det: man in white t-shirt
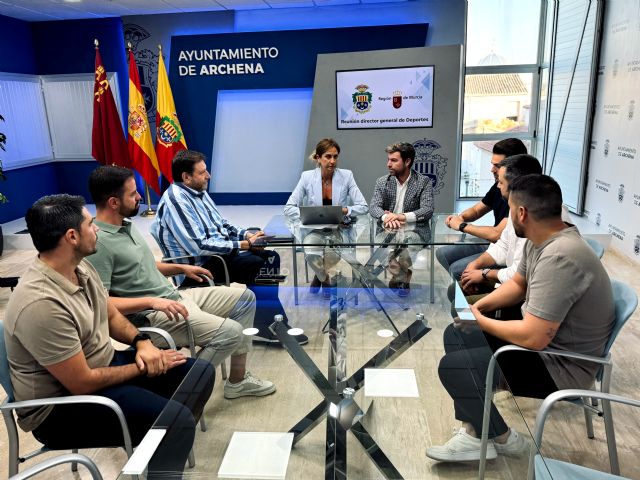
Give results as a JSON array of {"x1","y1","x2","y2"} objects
[
  {"x1": 460, "y1": 154, "x2": 542, "y2": 303},
  {"x1": 427, "y1": 175, "x2": 615, "y2": 462}
]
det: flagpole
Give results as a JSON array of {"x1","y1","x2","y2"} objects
[{"x1": 140, "y1": 182, "x2": 156, "y2": 217}]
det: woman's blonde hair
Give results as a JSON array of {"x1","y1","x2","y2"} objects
[{"x1": 309, "y1": 138, "x2": 340, "y2": 164}]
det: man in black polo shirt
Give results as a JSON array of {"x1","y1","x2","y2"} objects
[{"x1": 436, "y1": 138, "x2": 527, "y2": 280}]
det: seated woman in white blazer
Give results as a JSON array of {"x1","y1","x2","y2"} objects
[{"x1": 284, "y1": 138, "x2": 369, "y2": 296}]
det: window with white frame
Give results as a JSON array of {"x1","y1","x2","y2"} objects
[
  {"x1": 0, "y1": 73, "x2": 120, "y2": 170},
  {"x1": 458, "y1": 0, "x2": 546, "y2": 198}
]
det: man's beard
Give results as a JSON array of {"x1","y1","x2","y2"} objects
[
  {"x1": 513, "y1": 222, "x2": 527, "y2": 238},
  {"x1": 120, "y1": 202, "x2": 140, "y2": 218}
]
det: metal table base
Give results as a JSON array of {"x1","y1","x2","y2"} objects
[{"x1": 270, "y1": 276, "x2": 431, "y2": 480}]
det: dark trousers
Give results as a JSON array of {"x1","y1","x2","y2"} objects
[
  {"x1": 181, "y1": 250, "x2": 288, "y2": 332},
  {"x1": 33, "y1": 350, "x2": 215, "y2": 478},
  {"x1": 438, "y1": 324, "x2": 558, "y2": 438}
]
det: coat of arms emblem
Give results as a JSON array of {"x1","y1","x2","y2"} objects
[
  {"x1": 351, "y1": 84, "x2": 373, "y2": 113},
  {"x1": 157, "y1": 113, "x2": 182, "y2": 147},
  {"x1": 393, "y1": 90, "x2": 402, "y2": 108},
  {"x1": 413, "y1": 138, "x2": 447, "y2": 195}
]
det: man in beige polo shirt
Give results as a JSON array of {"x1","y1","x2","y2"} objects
[
  {"x1": 4, "y1": 195, "x2": 215, "y2": 478},
  {"x1": 87, "y1": 166, "x2": 276, "y2": 399}
]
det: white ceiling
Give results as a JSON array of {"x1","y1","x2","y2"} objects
[{"x1": 0, "y1": 0, "x2": 408, "y2": 22}]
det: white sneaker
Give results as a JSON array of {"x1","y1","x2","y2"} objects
[
  {"x1": 493, "y1": 428, "x2": 531, "y2": 457},
  {"x1": 427, "y1": 427, "x2": 498, "y2": 462},
  {"x1": 224, "y1": 371, "x2": 276, "y2": 399}
]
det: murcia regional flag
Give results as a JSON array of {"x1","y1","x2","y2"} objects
[
  {"x1": 127, "y1": 50, "x2": 160, "y2": 195},
  {"x1": 91, "y1": 45, "x2": 131, "y2": 167},
  {"x1": 156, "y1": 49, "x2": 187, "y2": 183}
]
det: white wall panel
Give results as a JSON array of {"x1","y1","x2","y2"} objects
[
  {"x1": 209, "y1": 89, "x2": 312, "y2": 193},
  {"x1": 585, "y1": 0, "x2": 640, "y2": 262},
  {"x1": 42, "y1": 73, "x2": 122, "y2": 161},
  {"x1": 0, "y1": 74, "x2": 52, "y2": 170},
  {"x1": 545, "y1": 0, "x2": 597, "y2": 213}
]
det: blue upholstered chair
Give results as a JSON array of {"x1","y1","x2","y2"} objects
[
  {"x1": 0, "y1": 322, "x2": 133, "y2": 476},
  {"x1": 528, "y1": 390, "x2": 640, "y2": 480},
  {"x1": 479, "y1": 280, "x2": 638, "y2": 479},
  {"x1": 583, "y1": 237, "x2": 604, "y2": 258},
  {"x1": 0, "y1": 321, "x2": 189, "y2": 478}
]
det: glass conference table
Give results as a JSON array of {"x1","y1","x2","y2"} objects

• • •

▶ **WHAT IS NEEDED**
Reproduce every one of the lines above word for word, leaving out the picture.

▶ **CORRECT OUTPUT**
det: man in white t-shirt
Give results as a JSON array of {"x1","y1","x2","y2"} objects
[
  {"x1": 460, "y1": 154, "x2": 542, "y2": 303},
  {"x1": 427, "y1": 175, "x2": 615, "y2": 462}
]
det: flagpole
Give results as a JSON array of {"x1","y1","x2","y2"} objects
[{"x1": 140, "y1": 182, "x2": 156, "y2": 217}]
det: woman's blonde hair
Give results as a JSON array of {"x1","y1","x2","y2"} objects
[{"x1": 309, "y1": 138, "x2": 340, "y2": 164}]
det: man in black polo shirt
Give results as a JSON array of {"x1","y1","x2","y2"} objects
[{"x1": 436, "y1": 138, "x2": 527, "y2": 280}]
det: seated woman in white blazer
Give results as a JSON array of {"x1","y1","x2","y2"} objects
[{"x1": 284, "y1": 138, "x2": 369, "y2": 296}]
det: window with white frame
Give results as a JSON array of {"x1","y1","x2","y2"} objects
[
  {"x1": 0, "y1": 73, "x2": 120, "y2": 170},
  {"x1": 458, "y1": 0, "x2": 546, "y2": 198}
]
det: man's beard
Give results as a JSON array of {"x1","y1","x2","y2"} objects
[
  {"x1": 513, "y1": 222, "x2": 527, "y2": 238},
  {"x1": 120, "y1": 202, "x2": 140, "y2": 218}
]
det: metal table base
Give results as a JSON array of {"x1","y1","x2","y2"} objects
[{"x1": 270, "y1": 276, "x2": 431, "y2": 480}]
det: dark trousers
Give results as a JSON array of {"x1","y1","x2","y2"} objects
[
  {"x1": 181, "y1": 250, "x2": 288, "y2": 332},
  {"x1": 33, "y1": 350, "x2": 215, "y2": 478},
  {"x1": 438, "y1": 324, "x2": 558, "y2": 438}
]
det: coat of arms emblem
Give results as a JSON array of {"x1","y1","x2","y2"} objects
[
  {"x1": 351, "y1": 84, "x2": 373, "y2": 113},
  {"x1": 157, "y1": 113, "x2": 182, "y2": 147},
  {"x1": 393, "y1": 90, "x2": 402, "y2": 108},
  {"x1": 413, "y1": 138, "x2": 447, "y2": 195}
]
det: man in beige polo shirt
Give results as a JSON array of {"x1","y1","x2","y2"} objects
[
  {"x1": 4, "y1": 195, "x2": 215, "y2": 478},
  {"x1": 87, "y1": 166, "x2": 276, "y2": 399}
]
det: white ceiling
Give results as a JSON array of {"x1","y1","x2","y2"} objects
[{"x1": 0, "y1": 0, "x2": 408, "y2": 22}]
det: white sneaker
Give results as a JSON array of {"x1","y1","x2","y2"} objects
[
  {"x1": 493, "y1": 428, "x2": 531, "y2": 457},
  {"x1": 427, "y1": 427, "x2": 498, "y2": 462},
  {"x1": 224, "y1": 371, "x2": 276, "y2": 399}
]
det: murcia regional flag
Give results as a JSON array of {"x1","y1","x2","y2"} objects
[
  {"x1": 127, "y1": 50, "x2": 160, "y2": 195},
  {"x1": 91, "y1": 45, "x2": 131, "y2": 167},
  {"x1": 156, "y1": 49, "x2": 187, "y2": 183}
]
det: white wall panel
Give results as a JSON array of {"x1","y1","x2","y2"} objects
[
  {"x1": 209, "y1": 89, "x2": 312, "y2": 193},
  {"x1": 585, "y1": 0, "x2": 640, "y2": 262},
  {"x1": 42, "y1": 73, "x2": 122, "y2": 161},
  {"x1": 0, "y1": 74, "x2": 52, "y2": 170},
  {"x1": 545, "y1": 0, "x2": 597, "y2": 213}
]
det: blue upholstered chair
Give results as a JSON array of {"x1","y1","x2","y2"} objects
[
  {"x1": 0, "y1": 322, "x2": 133, "y2": 476},
  {"x1": 528, "y1": 390, "x2": 640, "y2": 480},
  {"x1": 479, "y1": 280, "x2": 638, "y2": 479},
  {"x1": 583, "y1": 237, "x2": 604, "y2": 258},
  {"x1": 0, "y1": 321, "x2": 189, "y2": 478}
]
det: glass conference table
Give results as a JSON array of {"x1","y1","x2","y2"} objects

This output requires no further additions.